Try it -
Repeat the listing that follows without a single change.

● ● ● ●

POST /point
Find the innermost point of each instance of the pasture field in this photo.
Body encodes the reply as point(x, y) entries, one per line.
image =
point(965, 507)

● ● ● ●

Task response -
POST /point
Find the innermost point of each instance of the pasture field in this photo.
Body encodes the reply as point(x, y) entries, one per line.
image =
point(965, 507)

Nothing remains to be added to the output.